>> START
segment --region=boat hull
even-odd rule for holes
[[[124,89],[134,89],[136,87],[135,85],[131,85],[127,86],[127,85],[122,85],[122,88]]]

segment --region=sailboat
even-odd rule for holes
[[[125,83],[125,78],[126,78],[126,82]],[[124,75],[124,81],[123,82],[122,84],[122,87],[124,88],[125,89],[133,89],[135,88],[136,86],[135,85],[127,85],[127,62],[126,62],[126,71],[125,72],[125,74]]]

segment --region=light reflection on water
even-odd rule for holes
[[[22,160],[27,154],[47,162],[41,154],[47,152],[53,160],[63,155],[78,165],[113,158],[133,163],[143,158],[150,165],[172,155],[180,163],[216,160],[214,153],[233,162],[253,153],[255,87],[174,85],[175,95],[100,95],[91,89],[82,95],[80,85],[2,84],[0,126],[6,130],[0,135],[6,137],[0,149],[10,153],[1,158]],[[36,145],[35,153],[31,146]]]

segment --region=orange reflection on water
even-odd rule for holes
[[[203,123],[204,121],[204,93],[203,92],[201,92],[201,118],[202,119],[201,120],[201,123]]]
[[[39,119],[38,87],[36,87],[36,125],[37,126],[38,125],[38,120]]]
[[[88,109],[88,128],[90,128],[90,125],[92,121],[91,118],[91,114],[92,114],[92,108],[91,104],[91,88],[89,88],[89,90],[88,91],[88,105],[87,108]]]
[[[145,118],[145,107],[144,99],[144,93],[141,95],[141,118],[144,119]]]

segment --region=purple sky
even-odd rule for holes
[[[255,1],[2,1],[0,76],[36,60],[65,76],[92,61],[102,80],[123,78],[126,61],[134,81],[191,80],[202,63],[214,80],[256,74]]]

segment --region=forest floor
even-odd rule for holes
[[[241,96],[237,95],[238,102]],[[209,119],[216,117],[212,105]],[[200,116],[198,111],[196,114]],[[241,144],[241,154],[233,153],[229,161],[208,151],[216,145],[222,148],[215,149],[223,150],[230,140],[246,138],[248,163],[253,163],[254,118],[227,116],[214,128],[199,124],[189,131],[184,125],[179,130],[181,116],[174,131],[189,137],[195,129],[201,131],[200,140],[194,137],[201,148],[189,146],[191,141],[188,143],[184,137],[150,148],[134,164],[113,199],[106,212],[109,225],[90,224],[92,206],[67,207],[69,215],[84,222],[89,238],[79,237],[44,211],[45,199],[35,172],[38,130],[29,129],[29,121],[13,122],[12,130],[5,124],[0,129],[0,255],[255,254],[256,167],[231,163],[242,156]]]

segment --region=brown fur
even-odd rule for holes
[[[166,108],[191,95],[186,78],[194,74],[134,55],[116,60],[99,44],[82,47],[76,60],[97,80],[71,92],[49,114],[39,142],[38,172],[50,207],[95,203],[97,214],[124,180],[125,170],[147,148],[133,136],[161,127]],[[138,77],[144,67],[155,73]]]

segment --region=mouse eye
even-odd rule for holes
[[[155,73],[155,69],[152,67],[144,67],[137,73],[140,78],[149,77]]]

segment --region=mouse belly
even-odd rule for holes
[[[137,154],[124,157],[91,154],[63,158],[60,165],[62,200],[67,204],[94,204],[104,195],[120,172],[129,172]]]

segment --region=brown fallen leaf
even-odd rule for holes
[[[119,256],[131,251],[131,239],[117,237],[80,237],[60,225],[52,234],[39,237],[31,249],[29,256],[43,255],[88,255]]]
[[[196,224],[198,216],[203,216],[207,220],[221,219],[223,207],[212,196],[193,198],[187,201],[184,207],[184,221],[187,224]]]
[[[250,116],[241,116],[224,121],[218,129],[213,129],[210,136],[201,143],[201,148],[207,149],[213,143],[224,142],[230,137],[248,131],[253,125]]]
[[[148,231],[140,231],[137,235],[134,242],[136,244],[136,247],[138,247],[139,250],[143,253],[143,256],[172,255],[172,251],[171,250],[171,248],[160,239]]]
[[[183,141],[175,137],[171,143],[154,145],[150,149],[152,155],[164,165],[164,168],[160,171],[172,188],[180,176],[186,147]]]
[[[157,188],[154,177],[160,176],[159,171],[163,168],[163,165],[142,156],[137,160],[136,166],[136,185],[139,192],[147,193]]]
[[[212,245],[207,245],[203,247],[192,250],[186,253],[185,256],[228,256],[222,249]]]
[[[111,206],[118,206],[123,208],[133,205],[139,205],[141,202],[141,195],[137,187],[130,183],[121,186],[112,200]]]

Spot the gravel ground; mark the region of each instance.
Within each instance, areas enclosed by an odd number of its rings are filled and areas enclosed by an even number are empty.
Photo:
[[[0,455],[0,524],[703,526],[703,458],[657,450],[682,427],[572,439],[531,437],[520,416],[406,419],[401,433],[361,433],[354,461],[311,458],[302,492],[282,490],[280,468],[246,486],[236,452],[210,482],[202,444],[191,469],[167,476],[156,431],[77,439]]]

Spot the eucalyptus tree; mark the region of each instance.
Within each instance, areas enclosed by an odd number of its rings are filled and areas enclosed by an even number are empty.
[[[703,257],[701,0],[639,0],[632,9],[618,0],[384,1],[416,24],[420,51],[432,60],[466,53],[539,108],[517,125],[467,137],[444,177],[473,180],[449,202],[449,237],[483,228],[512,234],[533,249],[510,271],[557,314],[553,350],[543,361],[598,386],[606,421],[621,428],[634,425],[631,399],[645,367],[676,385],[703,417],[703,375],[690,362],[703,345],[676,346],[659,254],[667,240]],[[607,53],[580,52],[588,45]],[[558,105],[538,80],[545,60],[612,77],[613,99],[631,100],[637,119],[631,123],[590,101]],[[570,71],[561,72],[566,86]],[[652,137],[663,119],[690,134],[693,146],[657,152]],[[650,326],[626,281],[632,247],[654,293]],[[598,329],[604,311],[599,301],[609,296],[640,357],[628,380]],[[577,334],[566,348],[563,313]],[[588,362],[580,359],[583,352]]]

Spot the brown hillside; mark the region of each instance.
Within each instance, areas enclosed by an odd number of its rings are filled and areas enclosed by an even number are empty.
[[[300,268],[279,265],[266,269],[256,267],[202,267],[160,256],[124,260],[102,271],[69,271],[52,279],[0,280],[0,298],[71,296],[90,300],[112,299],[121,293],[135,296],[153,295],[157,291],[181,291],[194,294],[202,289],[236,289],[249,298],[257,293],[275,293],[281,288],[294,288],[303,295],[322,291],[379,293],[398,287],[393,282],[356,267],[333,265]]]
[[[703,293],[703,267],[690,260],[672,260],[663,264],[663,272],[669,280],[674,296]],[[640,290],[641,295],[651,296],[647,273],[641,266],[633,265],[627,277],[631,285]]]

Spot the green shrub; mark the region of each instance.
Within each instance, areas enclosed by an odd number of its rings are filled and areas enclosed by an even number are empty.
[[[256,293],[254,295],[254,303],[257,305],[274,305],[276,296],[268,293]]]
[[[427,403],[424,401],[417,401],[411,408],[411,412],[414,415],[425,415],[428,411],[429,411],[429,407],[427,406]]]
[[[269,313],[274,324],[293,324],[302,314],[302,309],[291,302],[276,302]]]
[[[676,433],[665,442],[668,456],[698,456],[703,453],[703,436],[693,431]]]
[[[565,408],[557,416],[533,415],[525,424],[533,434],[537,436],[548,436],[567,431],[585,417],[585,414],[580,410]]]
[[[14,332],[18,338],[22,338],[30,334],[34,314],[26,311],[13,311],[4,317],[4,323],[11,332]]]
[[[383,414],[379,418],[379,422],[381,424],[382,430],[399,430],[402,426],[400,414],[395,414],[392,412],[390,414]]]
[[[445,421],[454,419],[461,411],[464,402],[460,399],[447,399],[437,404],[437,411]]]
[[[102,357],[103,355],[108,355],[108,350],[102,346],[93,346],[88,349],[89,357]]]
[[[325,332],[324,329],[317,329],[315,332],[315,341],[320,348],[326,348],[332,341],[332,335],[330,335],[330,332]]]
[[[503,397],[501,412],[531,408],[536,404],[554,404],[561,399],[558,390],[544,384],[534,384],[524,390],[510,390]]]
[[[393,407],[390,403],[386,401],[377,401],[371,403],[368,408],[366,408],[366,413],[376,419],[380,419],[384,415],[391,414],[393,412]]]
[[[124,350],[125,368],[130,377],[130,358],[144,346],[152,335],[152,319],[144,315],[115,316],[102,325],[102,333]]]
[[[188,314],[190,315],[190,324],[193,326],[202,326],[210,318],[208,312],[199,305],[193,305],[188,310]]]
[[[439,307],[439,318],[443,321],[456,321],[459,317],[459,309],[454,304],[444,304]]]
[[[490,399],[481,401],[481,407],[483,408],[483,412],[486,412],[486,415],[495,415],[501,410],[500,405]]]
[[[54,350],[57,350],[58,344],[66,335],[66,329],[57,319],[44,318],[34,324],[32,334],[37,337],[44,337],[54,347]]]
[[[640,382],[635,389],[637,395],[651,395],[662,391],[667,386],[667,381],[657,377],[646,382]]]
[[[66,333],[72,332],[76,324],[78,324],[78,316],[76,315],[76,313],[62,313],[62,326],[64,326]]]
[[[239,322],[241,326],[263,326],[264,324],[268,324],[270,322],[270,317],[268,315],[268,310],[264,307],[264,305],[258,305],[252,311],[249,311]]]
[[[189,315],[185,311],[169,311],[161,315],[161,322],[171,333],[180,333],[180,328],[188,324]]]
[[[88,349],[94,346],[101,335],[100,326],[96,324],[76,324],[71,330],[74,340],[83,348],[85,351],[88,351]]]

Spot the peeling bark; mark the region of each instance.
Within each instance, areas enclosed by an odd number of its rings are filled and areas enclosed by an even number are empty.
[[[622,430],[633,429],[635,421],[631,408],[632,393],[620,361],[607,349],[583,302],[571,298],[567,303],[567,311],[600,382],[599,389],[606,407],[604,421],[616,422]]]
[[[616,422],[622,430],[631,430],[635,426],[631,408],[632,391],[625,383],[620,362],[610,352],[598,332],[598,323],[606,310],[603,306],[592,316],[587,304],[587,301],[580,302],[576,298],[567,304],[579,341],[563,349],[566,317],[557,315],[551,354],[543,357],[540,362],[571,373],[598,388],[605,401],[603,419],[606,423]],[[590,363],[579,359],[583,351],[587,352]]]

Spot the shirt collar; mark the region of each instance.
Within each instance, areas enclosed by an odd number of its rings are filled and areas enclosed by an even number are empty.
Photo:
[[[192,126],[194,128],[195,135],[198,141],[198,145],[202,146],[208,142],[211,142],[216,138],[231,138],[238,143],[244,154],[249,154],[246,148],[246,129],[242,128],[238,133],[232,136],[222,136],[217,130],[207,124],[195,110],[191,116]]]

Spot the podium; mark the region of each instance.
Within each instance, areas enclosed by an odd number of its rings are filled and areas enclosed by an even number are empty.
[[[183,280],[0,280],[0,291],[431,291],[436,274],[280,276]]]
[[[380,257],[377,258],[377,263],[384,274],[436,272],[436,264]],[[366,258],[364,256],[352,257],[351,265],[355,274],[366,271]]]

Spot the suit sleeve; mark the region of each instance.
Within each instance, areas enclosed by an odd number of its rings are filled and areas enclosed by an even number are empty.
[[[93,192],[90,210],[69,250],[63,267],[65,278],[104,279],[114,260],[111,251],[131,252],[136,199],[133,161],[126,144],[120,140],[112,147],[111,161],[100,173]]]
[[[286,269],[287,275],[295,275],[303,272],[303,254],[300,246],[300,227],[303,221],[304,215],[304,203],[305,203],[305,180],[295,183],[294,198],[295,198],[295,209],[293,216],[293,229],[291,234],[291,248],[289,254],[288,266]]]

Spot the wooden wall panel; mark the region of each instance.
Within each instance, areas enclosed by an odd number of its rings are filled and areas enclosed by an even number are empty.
>> END
◆ Goal ◆
Each line from the one containing "Spot the wooden" through the end of the entries, both included, is to be returned exactly, with no other lines.

◆ Answer to the task ◆
Spot the wooden wall panel; mark the region of each instance.
Within each instance, areas enclosed by an odd number of its rings are filled and areas enclosed by an even number are empty.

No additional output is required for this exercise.